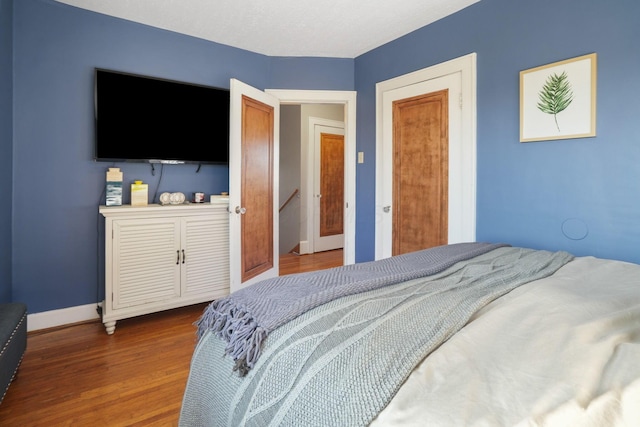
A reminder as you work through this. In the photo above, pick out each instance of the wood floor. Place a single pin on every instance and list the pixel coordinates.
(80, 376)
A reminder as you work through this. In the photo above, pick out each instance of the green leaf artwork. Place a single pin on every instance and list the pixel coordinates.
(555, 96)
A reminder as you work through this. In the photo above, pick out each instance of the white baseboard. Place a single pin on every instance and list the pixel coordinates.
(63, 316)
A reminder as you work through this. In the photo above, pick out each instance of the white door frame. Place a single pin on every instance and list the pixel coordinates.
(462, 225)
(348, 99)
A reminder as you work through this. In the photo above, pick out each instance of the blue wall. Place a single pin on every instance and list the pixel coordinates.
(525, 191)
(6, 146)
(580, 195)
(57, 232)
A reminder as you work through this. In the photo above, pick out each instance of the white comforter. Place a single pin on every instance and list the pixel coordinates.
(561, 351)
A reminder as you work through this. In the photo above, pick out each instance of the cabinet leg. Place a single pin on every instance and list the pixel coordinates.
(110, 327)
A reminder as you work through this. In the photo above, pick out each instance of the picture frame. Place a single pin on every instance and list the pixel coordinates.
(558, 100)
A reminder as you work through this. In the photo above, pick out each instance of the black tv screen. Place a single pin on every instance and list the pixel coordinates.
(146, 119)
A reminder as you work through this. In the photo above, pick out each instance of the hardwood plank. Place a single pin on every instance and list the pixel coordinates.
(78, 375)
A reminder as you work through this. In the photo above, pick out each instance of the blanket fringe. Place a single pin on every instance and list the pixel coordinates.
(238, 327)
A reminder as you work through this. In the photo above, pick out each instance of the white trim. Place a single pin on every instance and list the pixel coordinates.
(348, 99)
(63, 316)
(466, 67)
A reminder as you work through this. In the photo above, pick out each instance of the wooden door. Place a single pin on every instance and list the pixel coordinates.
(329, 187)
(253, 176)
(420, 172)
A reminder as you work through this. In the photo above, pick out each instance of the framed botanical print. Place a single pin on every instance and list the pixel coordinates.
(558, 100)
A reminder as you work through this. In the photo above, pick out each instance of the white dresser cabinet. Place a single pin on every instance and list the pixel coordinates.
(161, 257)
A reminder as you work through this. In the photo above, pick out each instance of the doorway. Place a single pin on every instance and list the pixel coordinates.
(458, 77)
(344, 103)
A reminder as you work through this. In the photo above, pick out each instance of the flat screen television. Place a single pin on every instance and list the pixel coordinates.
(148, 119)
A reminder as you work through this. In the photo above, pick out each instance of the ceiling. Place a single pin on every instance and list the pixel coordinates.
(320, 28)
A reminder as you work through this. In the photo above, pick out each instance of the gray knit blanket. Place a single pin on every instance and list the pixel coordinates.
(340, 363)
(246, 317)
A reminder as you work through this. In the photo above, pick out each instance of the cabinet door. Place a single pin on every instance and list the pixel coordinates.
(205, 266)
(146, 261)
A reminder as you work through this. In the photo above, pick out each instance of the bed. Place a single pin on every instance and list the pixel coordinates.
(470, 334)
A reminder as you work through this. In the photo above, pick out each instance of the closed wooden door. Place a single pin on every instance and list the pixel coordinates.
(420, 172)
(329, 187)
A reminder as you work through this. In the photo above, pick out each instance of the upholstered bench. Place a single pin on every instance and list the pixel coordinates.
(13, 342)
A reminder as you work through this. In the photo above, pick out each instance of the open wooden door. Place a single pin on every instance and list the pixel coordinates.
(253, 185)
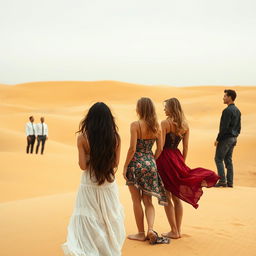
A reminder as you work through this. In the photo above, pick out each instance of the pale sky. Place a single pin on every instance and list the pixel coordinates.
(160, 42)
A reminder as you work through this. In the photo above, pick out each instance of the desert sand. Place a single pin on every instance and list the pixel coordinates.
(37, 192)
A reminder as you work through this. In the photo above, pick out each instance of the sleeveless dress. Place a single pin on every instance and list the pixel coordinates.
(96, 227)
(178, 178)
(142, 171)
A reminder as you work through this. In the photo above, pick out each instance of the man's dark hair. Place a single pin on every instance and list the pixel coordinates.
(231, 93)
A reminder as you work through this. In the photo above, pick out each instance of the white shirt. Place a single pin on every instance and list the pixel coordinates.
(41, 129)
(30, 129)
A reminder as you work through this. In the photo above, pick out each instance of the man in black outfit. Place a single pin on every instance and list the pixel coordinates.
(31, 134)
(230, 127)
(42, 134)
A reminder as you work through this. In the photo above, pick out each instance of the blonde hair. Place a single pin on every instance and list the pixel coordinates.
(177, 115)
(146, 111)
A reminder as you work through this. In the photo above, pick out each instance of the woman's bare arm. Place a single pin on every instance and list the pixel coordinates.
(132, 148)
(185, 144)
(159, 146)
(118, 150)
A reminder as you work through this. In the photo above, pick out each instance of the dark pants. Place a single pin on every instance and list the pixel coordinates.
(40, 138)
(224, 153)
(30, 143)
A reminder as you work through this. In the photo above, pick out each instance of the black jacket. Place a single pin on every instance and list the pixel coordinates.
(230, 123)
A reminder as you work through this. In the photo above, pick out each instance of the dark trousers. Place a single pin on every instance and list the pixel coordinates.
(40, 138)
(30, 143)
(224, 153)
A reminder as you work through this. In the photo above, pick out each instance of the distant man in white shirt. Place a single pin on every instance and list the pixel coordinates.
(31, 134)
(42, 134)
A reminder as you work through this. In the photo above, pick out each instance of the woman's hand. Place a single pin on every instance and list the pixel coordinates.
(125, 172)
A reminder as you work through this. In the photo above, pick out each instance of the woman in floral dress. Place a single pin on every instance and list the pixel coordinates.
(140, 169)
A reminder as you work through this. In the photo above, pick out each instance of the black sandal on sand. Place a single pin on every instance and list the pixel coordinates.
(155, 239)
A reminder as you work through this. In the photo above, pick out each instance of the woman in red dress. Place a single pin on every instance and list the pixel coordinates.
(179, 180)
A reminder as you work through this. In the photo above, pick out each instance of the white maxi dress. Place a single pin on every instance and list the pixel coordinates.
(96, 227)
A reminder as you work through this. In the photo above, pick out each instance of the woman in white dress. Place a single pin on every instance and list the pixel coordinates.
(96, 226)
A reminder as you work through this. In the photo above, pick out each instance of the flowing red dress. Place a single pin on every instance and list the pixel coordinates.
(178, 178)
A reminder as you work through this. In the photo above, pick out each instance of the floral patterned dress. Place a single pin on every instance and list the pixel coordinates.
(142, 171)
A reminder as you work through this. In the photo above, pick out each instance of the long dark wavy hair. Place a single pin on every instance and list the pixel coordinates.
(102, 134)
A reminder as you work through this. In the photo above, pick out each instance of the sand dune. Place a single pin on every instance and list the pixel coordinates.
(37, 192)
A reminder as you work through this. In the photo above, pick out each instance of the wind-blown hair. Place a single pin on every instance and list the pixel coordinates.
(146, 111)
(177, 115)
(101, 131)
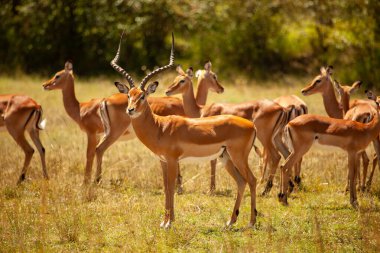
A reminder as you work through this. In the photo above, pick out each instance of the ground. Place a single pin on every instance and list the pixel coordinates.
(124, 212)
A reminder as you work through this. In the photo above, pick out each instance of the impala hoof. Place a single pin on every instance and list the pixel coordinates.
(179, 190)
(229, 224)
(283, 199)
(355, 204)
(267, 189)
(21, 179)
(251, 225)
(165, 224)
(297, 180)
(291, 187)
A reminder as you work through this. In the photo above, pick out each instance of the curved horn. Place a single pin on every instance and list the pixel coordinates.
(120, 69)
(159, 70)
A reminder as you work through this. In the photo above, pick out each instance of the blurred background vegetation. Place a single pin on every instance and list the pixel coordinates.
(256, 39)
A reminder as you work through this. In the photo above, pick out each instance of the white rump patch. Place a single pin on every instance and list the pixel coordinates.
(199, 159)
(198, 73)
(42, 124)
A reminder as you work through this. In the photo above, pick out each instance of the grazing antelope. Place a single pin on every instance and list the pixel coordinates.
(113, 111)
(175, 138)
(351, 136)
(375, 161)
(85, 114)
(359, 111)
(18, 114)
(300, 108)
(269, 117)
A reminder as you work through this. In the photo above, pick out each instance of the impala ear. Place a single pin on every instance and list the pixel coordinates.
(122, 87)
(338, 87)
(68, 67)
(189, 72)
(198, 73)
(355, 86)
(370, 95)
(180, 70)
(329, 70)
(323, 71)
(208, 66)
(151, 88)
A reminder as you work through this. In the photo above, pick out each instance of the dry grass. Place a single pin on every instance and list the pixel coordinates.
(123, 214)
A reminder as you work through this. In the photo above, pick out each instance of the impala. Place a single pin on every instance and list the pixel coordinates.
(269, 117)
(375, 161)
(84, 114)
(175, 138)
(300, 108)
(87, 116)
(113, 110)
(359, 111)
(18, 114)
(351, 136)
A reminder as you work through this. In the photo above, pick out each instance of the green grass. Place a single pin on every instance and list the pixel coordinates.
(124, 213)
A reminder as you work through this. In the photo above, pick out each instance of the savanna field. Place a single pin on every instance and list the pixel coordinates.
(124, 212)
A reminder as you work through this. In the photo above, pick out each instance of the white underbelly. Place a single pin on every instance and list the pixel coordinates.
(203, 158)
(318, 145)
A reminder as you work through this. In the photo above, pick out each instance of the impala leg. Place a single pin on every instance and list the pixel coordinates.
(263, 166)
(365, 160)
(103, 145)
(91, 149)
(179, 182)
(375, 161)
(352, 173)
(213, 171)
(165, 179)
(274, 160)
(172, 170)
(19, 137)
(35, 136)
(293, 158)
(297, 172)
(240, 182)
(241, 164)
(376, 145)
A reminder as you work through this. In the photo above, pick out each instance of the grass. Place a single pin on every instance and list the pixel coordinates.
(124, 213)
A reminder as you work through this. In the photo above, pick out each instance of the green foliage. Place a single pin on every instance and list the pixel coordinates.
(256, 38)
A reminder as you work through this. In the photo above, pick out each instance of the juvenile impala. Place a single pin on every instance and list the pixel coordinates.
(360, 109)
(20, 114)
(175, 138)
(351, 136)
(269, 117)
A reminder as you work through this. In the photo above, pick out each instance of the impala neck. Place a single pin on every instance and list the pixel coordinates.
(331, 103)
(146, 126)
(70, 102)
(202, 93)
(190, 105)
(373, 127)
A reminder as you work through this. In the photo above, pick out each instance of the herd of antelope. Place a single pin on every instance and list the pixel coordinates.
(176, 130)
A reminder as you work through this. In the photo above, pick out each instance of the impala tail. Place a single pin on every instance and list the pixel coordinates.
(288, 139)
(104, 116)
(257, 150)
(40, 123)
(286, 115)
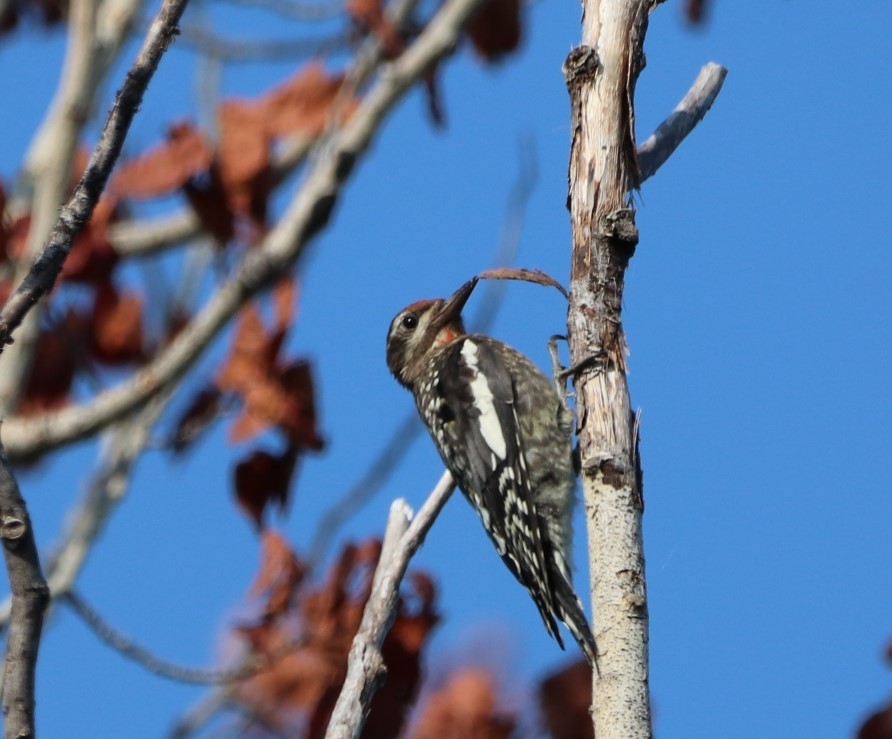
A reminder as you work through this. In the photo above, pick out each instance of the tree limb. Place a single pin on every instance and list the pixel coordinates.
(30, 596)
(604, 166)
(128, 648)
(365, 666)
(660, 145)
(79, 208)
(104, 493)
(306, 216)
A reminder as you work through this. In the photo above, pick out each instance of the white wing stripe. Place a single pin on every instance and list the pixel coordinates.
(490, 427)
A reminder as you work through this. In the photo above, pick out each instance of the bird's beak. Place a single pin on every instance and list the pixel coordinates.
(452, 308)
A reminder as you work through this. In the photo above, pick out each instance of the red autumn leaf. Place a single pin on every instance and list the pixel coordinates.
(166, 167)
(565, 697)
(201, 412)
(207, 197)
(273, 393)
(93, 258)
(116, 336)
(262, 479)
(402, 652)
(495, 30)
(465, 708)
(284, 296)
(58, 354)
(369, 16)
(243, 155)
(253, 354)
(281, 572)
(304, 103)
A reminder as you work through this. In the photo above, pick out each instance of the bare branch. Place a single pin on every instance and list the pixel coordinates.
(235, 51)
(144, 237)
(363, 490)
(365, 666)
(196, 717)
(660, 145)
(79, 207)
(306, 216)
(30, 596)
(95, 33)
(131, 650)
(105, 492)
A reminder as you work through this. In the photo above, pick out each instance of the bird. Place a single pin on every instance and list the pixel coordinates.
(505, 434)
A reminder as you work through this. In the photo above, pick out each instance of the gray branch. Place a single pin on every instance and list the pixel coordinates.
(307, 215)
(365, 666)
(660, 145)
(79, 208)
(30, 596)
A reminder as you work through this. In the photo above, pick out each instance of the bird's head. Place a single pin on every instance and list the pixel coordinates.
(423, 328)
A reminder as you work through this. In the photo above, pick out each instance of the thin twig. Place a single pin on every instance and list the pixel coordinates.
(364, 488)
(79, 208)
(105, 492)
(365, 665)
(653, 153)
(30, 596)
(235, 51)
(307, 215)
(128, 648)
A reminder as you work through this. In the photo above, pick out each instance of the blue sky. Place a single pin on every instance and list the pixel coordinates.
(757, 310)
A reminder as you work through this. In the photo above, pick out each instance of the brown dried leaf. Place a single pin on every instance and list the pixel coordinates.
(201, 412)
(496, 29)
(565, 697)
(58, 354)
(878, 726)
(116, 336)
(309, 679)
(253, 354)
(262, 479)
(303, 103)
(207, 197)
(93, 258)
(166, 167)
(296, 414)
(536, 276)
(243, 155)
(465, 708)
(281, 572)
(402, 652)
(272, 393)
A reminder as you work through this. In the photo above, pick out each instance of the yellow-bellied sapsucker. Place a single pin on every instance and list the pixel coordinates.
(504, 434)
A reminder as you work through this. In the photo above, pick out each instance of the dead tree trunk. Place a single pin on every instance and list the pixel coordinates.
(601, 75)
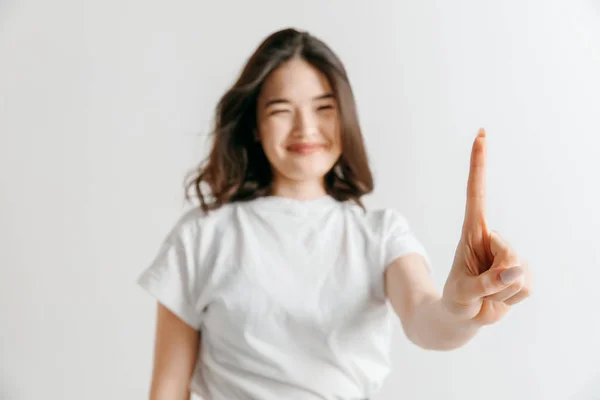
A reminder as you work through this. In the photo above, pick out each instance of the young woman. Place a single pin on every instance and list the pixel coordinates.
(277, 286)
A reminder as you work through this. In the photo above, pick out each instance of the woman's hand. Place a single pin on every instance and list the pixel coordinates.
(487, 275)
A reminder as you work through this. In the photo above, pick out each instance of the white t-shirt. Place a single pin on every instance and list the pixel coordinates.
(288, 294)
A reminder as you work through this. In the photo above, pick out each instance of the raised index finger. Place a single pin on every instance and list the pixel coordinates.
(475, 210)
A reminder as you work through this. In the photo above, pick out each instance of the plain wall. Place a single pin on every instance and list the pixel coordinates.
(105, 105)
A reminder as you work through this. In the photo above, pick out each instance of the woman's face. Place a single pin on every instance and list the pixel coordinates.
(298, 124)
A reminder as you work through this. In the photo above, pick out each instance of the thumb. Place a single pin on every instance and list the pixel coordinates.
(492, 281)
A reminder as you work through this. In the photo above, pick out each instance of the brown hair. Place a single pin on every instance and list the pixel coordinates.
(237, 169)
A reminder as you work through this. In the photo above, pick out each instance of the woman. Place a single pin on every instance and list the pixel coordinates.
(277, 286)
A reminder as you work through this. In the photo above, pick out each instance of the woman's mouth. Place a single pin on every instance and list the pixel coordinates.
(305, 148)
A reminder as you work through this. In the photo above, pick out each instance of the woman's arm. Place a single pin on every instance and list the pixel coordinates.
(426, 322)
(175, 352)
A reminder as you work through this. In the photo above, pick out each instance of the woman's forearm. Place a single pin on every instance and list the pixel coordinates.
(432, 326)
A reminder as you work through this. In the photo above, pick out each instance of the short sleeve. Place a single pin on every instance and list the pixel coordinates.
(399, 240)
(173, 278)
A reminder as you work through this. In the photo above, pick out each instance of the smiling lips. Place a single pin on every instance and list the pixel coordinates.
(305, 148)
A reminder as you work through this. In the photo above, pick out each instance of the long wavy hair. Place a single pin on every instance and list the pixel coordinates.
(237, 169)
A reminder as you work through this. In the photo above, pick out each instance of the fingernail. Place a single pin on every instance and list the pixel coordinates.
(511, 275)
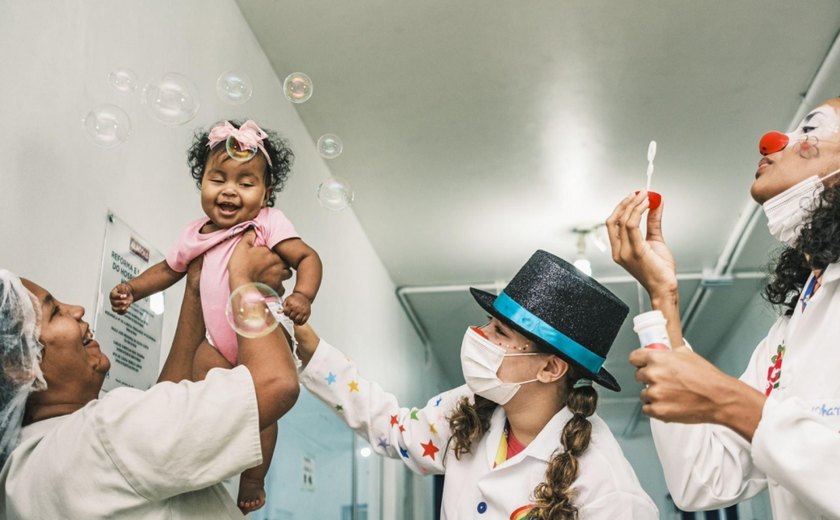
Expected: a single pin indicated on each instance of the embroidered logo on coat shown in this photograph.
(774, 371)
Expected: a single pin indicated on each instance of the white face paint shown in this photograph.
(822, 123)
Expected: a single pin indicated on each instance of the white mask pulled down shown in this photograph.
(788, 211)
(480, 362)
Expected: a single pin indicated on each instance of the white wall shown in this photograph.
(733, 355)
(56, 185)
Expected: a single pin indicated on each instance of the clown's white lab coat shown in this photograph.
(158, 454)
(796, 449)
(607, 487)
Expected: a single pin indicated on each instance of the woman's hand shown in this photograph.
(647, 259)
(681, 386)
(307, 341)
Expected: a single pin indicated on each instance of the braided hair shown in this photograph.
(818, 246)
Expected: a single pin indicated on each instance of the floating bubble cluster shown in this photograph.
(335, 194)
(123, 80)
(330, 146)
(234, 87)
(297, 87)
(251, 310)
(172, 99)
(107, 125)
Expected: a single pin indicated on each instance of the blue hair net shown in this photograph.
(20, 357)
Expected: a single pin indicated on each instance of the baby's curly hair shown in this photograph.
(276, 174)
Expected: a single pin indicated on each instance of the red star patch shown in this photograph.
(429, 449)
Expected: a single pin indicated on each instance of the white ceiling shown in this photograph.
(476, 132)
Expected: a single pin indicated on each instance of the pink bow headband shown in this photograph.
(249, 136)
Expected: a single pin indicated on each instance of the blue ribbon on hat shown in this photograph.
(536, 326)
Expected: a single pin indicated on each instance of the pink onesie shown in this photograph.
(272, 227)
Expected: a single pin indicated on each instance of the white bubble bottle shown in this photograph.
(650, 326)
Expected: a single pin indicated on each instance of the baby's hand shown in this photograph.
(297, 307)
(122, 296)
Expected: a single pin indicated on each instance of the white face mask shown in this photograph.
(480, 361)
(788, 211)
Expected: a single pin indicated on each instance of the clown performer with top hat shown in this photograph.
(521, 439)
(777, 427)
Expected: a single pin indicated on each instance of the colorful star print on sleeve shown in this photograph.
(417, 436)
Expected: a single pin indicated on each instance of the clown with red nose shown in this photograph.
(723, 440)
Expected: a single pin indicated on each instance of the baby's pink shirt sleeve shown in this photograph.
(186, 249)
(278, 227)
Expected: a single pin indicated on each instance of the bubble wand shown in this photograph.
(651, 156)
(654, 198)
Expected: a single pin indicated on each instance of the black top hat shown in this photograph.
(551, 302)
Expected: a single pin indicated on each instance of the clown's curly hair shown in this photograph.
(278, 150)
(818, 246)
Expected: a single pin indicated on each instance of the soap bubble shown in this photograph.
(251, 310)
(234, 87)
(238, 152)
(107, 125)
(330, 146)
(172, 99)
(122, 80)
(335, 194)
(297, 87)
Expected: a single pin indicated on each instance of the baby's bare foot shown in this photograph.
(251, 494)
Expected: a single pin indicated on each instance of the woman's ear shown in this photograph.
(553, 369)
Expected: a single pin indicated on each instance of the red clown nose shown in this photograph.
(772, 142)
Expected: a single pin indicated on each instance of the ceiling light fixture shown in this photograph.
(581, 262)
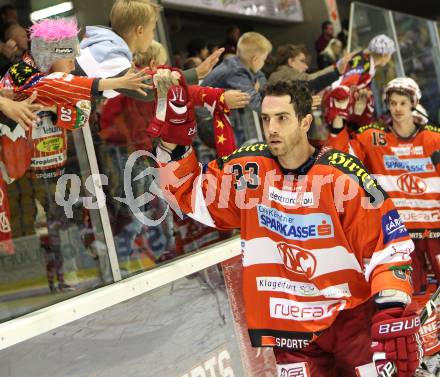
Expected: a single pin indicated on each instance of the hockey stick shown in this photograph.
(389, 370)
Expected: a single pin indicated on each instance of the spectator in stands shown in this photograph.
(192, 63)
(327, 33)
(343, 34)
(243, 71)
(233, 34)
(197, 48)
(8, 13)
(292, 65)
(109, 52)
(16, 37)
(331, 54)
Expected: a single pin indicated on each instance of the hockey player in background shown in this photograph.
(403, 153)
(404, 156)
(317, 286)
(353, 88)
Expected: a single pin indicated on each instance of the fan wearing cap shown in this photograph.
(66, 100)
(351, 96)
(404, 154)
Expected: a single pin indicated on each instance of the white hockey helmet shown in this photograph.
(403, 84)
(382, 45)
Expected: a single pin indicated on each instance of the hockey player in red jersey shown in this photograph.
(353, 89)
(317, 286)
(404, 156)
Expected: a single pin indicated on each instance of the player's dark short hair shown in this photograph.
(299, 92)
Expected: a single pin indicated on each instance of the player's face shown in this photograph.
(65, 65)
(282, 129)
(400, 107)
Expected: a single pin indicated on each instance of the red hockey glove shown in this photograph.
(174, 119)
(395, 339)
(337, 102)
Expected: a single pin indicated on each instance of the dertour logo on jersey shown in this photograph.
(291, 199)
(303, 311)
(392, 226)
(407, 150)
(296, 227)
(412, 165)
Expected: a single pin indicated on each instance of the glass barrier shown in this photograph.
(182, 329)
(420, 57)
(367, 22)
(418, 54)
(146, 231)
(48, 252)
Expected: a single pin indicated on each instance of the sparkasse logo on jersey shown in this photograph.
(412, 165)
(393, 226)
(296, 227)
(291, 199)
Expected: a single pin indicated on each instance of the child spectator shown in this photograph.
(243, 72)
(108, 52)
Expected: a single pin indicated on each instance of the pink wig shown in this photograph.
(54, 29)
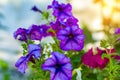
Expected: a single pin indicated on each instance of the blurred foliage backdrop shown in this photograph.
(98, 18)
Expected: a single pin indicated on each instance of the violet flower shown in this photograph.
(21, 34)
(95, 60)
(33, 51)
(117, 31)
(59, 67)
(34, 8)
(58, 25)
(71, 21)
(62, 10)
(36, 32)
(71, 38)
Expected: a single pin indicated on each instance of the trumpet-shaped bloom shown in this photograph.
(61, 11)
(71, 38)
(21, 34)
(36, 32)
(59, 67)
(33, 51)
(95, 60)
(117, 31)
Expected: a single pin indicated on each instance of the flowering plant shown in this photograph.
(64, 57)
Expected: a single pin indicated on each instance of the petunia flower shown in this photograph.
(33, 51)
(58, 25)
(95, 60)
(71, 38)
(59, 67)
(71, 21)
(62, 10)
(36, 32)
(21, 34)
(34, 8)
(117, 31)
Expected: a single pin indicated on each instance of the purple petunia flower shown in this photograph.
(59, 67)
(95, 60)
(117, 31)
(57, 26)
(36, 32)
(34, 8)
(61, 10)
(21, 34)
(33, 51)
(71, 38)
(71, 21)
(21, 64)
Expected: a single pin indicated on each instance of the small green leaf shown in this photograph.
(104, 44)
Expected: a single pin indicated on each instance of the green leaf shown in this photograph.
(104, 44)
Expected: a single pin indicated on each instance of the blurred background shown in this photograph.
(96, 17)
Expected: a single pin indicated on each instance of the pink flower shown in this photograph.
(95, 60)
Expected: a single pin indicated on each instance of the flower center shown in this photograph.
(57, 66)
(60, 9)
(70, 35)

- [OBJECTIVE]:
Find the line that contains "bloom shown in this photograph." in the listing above. Retype it and every line after it up to the last, exactly, and nothing else.

- [EXERCISE OUTPUT]:
Expected: a single pin indicated on each instance of the trumpet-shaped bloom shown in this photograph.
(61, 11)
(71, 38)
(21, 34)
(36, 32)
(59, 67)
(33, 51)
(95, 60)
(117, 31)
Expected: a single pin indicated on each instance of the flowering plant shown in this photograph.
(64, 57)
Expected: a single pin indicated on each instance of the petunia flower shown in this photograph.
(33, 51)
(58, 25)
(95, 60)
(71, 38)
(59, 67)
(71, 21)
(62, 10)
(36, 32)
(21, 34)
(34, 8)
(117, 31)
Expected: a single pin indicated on each instance of the purple petunia flower shown in this photograph.
(59, 67)
(95, 60)
(117, 31)
(57, 26)
(36, 32)
(34, 8)
(61, 10)
(21, 34)
(33, 51)
(71, 38)
(71, 21)
(21, 64)
Expected: a single pin indicated on each instance of the small green leaf shown in this photograph.
(104, 44)
Expected: a single pin indicated on each instance of the green leaf shown in this photograph.
(104, 44)
Expected: a single pin indicated on each instance of the blurred background shown in this photograph.
(96, 17)
Expected: a single pin indicated on each instance of the pink flower shown in this photograph.
(95, 60)
Expected: a single pin indicated on each instance of the flower center shown in this photograph.
(57, 66)
(60, 9)
(70, 35)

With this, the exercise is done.